Exercise goal:
The answer must be a single number: the count of lines in these records that hold "woman".
::: Supplied data :::
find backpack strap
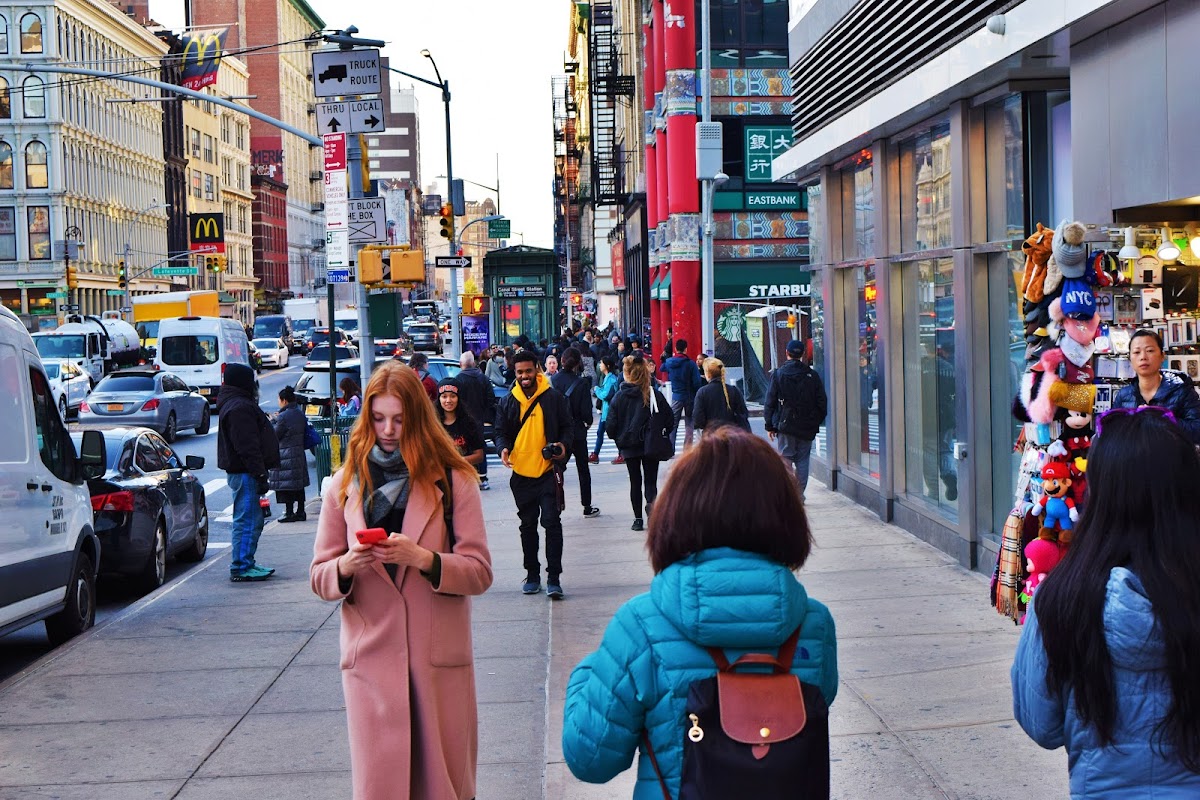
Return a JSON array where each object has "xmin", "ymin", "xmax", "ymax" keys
[
  {"xmin": 707, "ymin": 625, "xmax": 802, "ymax": 674},
  {"xmin": 640, "ymin": 732, "xmax": 673, "ymax": 800}
]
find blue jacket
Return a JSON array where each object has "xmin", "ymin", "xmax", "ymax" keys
[
  {"xmin": 1111, "ymin": 369, "xmax": 1200, "ymax": 445},
  {"xmin": 662, "ymin": 354, "xmax": 702, "ymax": 402},
  {"xmin": 594, "ymin": 371, "xmax": 619, "ymax": 422},
  {"xmin": 563, "ymin": 548, "xmax": 837, "ymax": 798},
  {"xmin": 1013, "ymin": 568, "xmax": 1200, "ymax": 798}
]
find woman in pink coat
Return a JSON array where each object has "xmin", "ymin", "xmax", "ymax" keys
[{"xmin": 311, "ymin": 361, "xmax": 494, "ymax": 799}]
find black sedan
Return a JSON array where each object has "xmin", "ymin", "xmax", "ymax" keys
[{"xmin": 70, "ymin": 427, "xmax": 209, "ymax": 593}]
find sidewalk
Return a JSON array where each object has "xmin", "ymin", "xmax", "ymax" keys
[{"xmin": 0, "ymin": 455, "xmax": 1068, "ymax": 799}]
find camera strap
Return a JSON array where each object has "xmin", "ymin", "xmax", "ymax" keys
[{"xmin": 518, "ymin": 392, "xmax": 546, "ymax": 431}]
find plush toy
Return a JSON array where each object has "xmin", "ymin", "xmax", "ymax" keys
[
  {"xmin": 1020, "ymin": 223, "xmax": 1057, "ymax": 309},
  {"xmin": 1034, "ymin": 460, "xmax": 1078, "ymax": 539},
  {"xmin": 1022, "ymin": 537, "xmax": 1063, "ymax": 601}
]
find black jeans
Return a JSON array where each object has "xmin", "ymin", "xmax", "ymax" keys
[
  {"xmin": 510, "ymin": 472, "xmax": 563, "ymax": 580},
  {"xmin": 624, "ymin": 457, "xmax": 660, "ymax": 518},
  {"xmin": 557, "ymin": 436, "xmax": 592, "ymax": 508}
]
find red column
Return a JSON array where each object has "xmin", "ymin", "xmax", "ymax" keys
[
  {"xmin": 644, "ymin": 18, "xmax": 660, "ymax": 352},
  {"xmin": 663, "ymin": 0, "xmax": 700, "ymax": 358},
  {"xmin": 650, "ymin": 0, "xmax": 668, "ymax": 355}
]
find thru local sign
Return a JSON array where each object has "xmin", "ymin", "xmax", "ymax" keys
[
  {"xmin": 311, "ymin": 49, "xmax": 383, "ymax": 98},
  {"xmin": 315, "ymin": 98, "xmax": 384, "ymax": 136}
]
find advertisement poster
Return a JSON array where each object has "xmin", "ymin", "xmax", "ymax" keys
[{"xmin": 461, "ymin": 314, "xmax": 490, "ymax": 354}]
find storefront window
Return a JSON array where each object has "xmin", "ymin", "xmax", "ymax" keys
[
  {"xmin": 838, "ymin": 153, "xmax": 874, "ymax": 260},
  {"xmin": 810, "ymin": 269, "xmax": 828, "ymax": 459},
  {"xmin": 900, "ymin": 258, "xmax": 957, "ymax": 514},
  {"xmin": 898, "ymin": 120, "xmax": 952, "ymax": 252},
  {"xmin": 845, "ymin": 264, "xmax": 882, "ymax": 477},
  {"xmin": 986, "ymin": 94, "xmax": 1025, "ymax": 241},
  {"xmin": 806, "ymin": 182, "xmax": 823, "ymax": 266},
  {"xmin": 987, "ymin": 251, "xmax": 1026, "ymax": 537}
]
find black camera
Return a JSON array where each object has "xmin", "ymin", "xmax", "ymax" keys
[{"xmin": 542, "ymin": 443, "xmax": 564, "ymax": 460}]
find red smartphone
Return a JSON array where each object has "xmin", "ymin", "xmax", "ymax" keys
[{"xmin": 355, "ymin": 527, "xmax": 387, "ymax": 545}]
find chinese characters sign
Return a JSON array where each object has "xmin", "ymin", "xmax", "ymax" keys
[{"xmin": 744, "ymin": 126, "xmax": 793, "ymax": 184}]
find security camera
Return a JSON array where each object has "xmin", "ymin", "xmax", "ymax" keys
[{"xmin": 986, "ymin": 14, "xmax": 1005, "ymax": 35}]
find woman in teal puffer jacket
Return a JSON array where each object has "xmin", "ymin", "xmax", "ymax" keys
[
  {"xmin": 1012, "ymin": 408, "xmax": 1200, "ymax": 797},
  {"xmin": 562, "ymin": 427, "xmax": 837, "ymax": 798}
]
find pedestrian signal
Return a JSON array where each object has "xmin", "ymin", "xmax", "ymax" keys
[{"xmin": 358, "ymin": 249, "xmax": 383, "ymax": 284}]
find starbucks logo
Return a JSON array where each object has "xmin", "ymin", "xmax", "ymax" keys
[{"xmin": 716, "ymin": 307, "xmax": 744, "ymax": 342}]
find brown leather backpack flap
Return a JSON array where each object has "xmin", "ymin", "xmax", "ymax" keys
[{"xmin": 716, "ymin": 672, "xmax": 807, "ymax": 745}]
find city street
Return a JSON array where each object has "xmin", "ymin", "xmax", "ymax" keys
[
  {"xmin": 0, "ymin": 355, "xmax": 313, "ymax": 683},
  {"xmin": 0, "ymin": 420, "xmax": 1070, "ymax": 799}
]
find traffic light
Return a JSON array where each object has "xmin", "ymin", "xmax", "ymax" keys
[
  {"xmin": 205, "ymin": 256, "xmax": 225, "ymax": 273},
  {"xmin": 116, "ymin": 261, "xmax": 126, "ymax": 290},
  {"xmin": 391, "ymin": 248, "xmax": 424, "ymax": 282},
  {"xmin": 66, "ymin": 265, "xmax": 78, "ymax": 290},
  {"xmin": 358, "ymin": 249, "xmax": 383, "ymax": 284},
  {"xmin": 438, "ymin": 204, "xmax": 453, "ymax": 240},
  {"xmin": 216, "ymin": 255, "xmax": 227, "ymax": 273},
  {"xmin": 570, "ymin": 293, "xmax": 582, "ymax": 306}
]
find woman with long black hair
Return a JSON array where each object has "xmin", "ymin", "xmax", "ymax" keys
[
  {"xmin": 1012, "ymin": 407, "xmax": 1200, "ymax": 797},
  {"xmin": 605, "ymin": 354, "xmax": 673, "ymax": 531}
]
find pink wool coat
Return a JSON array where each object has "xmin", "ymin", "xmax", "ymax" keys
[{"xmin": 311, "ymin": 467, "xmax": 493, "ymax": 800}]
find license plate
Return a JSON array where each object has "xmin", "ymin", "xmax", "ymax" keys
[
  {"xmin": 199, "ymin": 388, "xmax": 211, "ymax": 396},
  {"xmin": 107, "ymin": 403, "xmax": 123, "ymax": 412},
  {"xmin": 306, "ymin": 405, "xmax": 322, "ymax": 416}
]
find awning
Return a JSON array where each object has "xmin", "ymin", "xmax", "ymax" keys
[
  {"xmin": 659, "ymin": 271, "xmax": 671, "ymax": 301},
  {"xmin": 650, "ymin": 276, "xmax": 662, "ymax": 301},
  {"xmin": 715, "ymin": 262, "xmax": 810, "ymax": 301}
]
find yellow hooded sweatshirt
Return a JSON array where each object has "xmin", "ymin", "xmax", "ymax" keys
[{"xmin": 510, "ymin": 372, "xmax": 553, "ymax": 478}]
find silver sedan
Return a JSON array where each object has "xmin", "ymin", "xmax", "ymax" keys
[{"xmin": 79, "ymin": 369, "xmax": 212, "ymax": 443}]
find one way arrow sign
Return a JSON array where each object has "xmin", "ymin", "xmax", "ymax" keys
[{"xmin": 316, "ymin": 98, "xmax": 384, "ymax": 136}]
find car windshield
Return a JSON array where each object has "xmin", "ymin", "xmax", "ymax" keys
[
  {"xmin": 160, "ymin": 335, "xmax": 218, "ymax": 365},
  {"xmin": 293, "ymin": 318, "xmax": 316, "ymax": 333},
  {"xmin": 35, "ymin": 335, "xmax": 86, "ymax": 359},
  {"xmin": 337, "ymin": 318, "xmax": 359, "ymax": 333},
  {"xmin": 295, "ymin": 369, "xmax": 360, "ymax": 397},
  {"xmin": 252, "ymin": 338, "xmax": 278, "ymax": 349},
  {"xmin": 95, "ymin": 375, "xmax": 155, "ymax": 393},
  {"xmin": 135, "ymin": 320, "xmax": 160, "ymax": 340},
  {"xmin": 309, "ymin": 345, "xmax": 354, "ymax": 361},
  {"xmin": 69, "ymin": 432, "xmax": 126, "ymax": 472},
  {"xmin": 309, "ymin": 330, "xmax": 341, "ymax": 346},
  {"xmin": 254, "ymin": 318, "xmax": 285, "ymax": 338},
  {"xmin": 43, "ymin": 362, "xmax": 61, "ymax": 379},
  {"xmin": 411, "ymin": 324, "xmax": 437, "ymax": 333}
]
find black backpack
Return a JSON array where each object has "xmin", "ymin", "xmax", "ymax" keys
[{"xmin": 644, "ymin": 627, "xmax": 830, "ymax": 799}]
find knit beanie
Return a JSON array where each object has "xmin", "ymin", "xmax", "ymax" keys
[
  {"xmin": 1053, "ymin": 221, "xmax": 1088, "ymax": 278},
  {"xmin": 223, "ymin": 362, "xmax": 256, "ymax": 391},
  {"xmin": 437, "ymin": 376, "xmax": 460, "ymax": 396}
]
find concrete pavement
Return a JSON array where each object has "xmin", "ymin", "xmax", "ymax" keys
[{"xmin": 0, "ymin": 445, "xmax": 1068, "ymax": 799}]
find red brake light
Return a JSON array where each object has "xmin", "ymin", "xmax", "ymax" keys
[
  {"xmin": 141, "ymin": 398, "xmax": 160, "ymax": 411},
  {"xmin": 80, "ymin": 402, "xmax": 90, "ymax": 413},
  {"xmin": 92, "ymin": 491, "xmax": 134, "ymax": 513}
]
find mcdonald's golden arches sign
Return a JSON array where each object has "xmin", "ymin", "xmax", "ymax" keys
[
  {"xmin": 180, "ymin": 28, "xmax": 228, "ymax": 91},
  {"xmin": 188, "ymin": 212, "xmax": 225, "ymax": 254}
]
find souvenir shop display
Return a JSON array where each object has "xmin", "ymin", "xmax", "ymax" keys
[{"xmin": 992, "ymin": 221, "xmax": 1200, "ymax": 623}]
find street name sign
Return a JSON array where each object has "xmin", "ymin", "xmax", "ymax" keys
[
  {"xmin": 327, "ymin": 268, "xmax": 352, "ymax": 283},
  {"xmin": 487, "ymin": 218, "xmax": 511, "ymax": 239},
  {"xmin": 152, "ymin": 266, "xmax": 200, "ymax": 276},
  {"xmin": 106, "ymin": 290, "xmax": 125, "ymax": 296},
  {"xmin": 316, "ymin": 98, "xmax": 384, "ymax": 136},
  {"xmin": 346, "ymin": 197, "xmax": 386, "ymax": 243},
  {"xmin": 47, "ymin": 291, "xmax": 67, "ymax": 299},
  {"xmin": 326, "ymin": 229, "xmax": 349, "ymax": 267},
  {"xmin": 311, "ymin": 49, "xmax": 383, "ymax": 98},
  {"xmin": 435, "ymin": 256, "xmax": 472, "ymax": 268}
]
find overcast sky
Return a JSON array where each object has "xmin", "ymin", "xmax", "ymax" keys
[{"xmin": 150, "ymin": 0, "xmax": 568, "ymax": 247}]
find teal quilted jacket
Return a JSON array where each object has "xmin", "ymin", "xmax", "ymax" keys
[{"xmin": 562, "ymin": 547, "xmax": 838, "ymax": 798}]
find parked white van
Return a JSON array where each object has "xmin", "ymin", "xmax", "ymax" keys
[
  {"xmin": 154, "ymin": 316, "xmax": 252, "ymax": 401},
  {"xmin": 0, "ymin": 306, "xmax": 107, "ymax": 643}
]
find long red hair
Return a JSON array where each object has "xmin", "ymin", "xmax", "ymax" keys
[{"xmin": 339, "ymin": 361, "xmax": 474, "ymax": 506}]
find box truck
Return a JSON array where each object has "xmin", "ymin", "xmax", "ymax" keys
[{"xmin": 132, "ymin": 291, "xmax": 220, "ymax": 346}]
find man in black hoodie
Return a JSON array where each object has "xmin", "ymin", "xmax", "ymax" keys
[
  {"xmin": 764, "ymin": 340, "xmax": 827, "ymax": 497},
  {"xmin": 217, "ymin": 362, "xmax": 281, "ymax": 581}
]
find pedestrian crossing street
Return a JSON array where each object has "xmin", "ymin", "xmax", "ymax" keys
[{"xmin": 481, "ymin": 423, "xmax": 695, "ymax": 470}]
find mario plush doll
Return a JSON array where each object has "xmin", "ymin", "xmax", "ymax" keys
[{"xmin": 1034, "ymin": 460, "xmax": 1078, "ymax": 541}]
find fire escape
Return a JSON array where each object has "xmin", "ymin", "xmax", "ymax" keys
[
  {"xmin": 589, "ymin": 3, "xmax": 634, "ymax": 207},
  {"xmin": 552, "ymin": 72, "xmax": 583, "ymax": 288}
]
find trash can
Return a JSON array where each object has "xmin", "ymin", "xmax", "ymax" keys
[{"xmin": 314, "ymin": 416, "xmax": 355, "ymax": 484}]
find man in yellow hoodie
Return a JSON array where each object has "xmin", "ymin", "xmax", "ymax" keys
[{"xmin": 496, "ymin": 350, "xmax": 573, "ymax": 598}]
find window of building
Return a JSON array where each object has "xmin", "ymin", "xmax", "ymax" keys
[
  {"xmin": 222, "ymin": 156, "xmax": 231, "ymax": 186},
  {"xmin": 845, "ymin": 264, "xmax": 882, "ymax": 478},
  {"xmin": 190, "ymin": 128, "xmax": 201, "ymax": 158},
  {"xmin": 221, "ymin": 115, "xmax": 231, "ymax": 143},
  {"xmin": 897, "ymin": 119, "xmax": 952, "ymax": 252},
  {"xmin": 0, "ymin": 77, "xmax": 8, "ymax": 119},
  {"xmin": 24, "ymin": 141, "xmax": 47, "ymax": 189},
  {"xmin": 203, "ymin": 133, "xmax": 214, "ymax": 163},
  {"xmin": 0, "ymin": 15, "xmax": 8, "ymax": 54},
  {"xmin": 837, "ymin": 151, "xmax": 874, "ymax": 260},
  {"xmin": 368, "ymin": 138, "xmax": 379, "ymax": 146},
  {"xmin": 204, "ymin": 173, "xmax": 214, "ymax": 201},
  {"xmin": 0, "ymin": 142, "xmax": 11, "ymax": 189},
  {"xmin": 985, "ymin": 94, "xmax": 1025, "ymax": 242},
  {"xmin": 237, "ymin": 204, "xmax": 247, "ymax": 233},
  {"xmin": 235, "ymin": 122, "xmax": 244, "ymax": 149},
  {"xmin": 21, "ymin": 76, "xmax": 44, "ymax": 118},
  {"xmin": 237, "ymin": 163, "xmax": 246, "ymax": 191},
  {"xmin": 368, "ymin": 160, "xmax": 380, "ymax": 169},
  {"xmin": 899, "ymin": 257, "xmax": 957, "ymax": 514},
  {"xmin": 27, "ymin": 205, "xmax": 50, "ymax": 260},
  {"xmin": 0, "ymin": 208, "xmax": 15, "ymax": 260},
  {"xmin": 20, "ymin": 13, "xmax": 42, "ymax": 54},
  {"xmin": 698, "ymin": 0, "xmax": 787, "ymax": 67},
  {"xmin": 191, "ymin": 170, "xmax": 202, "ymax": 199}
]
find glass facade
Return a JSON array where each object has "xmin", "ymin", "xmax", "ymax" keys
[
  {"xmin": 898, "ymin": 121, "xmax": 952, "ymax": 252},
  {"xmin": 986, "ymin": 94, "xmax": 1025, "ymax": 241},
  {"xmin": 900, "ymin": 258, "xmax": 957, "ymax": 514},
  {"xmin": 810, "ymin": 267, "xmax": 827, "ymax": 459},
  {"xmin": 847, "ymin": 265, "xmax": 881, "ymax": 478},
  {"xmin": 841, "ymin": 155, "xmax": 874, "ymax": 259}
]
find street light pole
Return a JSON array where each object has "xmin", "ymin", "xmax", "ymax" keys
[
  {"xmin": 422, "ymin": 49, "xmax": 461, "ymax": 361},
  {"xmin": 123, "ymin": 201, "xmax": 169, "ymax": 323},
  {"xmin": 700, "ymin": 0, "xmax": 715, "ymax": 357}
]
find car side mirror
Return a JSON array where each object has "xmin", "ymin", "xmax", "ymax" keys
[
  {"xmin": 185, "ymin": 454, "xmax": 205, "ymax": 470},
  {"xmin": 79, "ymin": 429, "xmax": 106, "ymax": 480}
]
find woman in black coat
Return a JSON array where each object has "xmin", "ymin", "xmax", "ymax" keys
:::
Solution to this exercise:
4